→ **EXERCISE GOAL**:
For the listing below, print exactly the lines from the line with "Put a dot on the shrub, one" to the line with "Put a dot on the man, one", both included, and nothing beyond them.
═══ STUDY MATERIAL
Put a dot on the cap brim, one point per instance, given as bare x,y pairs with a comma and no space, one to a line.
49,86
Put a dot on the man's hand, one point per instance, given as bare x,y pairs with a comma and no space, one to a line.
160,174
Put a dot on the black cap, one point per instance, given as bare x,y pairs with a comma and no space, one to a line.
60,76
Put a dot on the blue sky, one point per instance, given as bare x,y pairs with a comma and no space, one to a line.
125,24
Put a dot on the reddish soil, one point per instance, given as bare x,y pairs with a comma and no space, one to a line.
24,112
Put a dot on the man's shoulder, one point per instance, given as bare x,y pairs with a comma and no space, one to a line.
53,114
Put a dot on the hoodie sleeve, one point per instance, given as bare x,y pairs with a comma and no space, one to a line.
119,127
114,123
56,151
══════
═══ STUDY MATERIAL
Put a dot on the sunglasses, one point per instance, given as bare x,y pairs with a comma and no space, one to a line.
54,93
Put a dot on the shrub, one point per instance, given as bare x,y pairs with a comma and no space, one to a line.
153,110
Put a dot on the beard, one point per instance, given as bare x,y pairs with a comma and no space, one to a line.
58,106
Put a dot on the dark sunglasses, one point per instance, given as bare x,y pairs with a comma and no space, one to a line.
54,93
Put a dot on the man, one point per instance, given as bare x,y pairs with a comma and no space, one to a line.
══════
═══ STUDY MATERIAL
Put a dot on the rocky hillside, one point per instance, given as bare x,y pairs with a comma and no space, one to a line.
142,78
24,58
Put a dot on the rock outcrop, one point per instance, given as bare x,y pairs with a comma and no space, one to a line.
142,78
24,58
══════
→ **WRITTEN SOLUTION**:
Put a dot on the shrub, one point per instance, given as bare x,y pairs with a comma and no space, one to a line.
153,110
Put a dot on the beard, one point per instance, given as bare x,y pairs with a comma and no space, one to a line.
58,106
Put a dot on the dark sunglasses, one point per instance, given as bare x,y pairs with a comma and no space, one to a line.
54,93
Put a dot on the man, one point per instance, given as bare x,y pairs with a comma and no space, one to a line.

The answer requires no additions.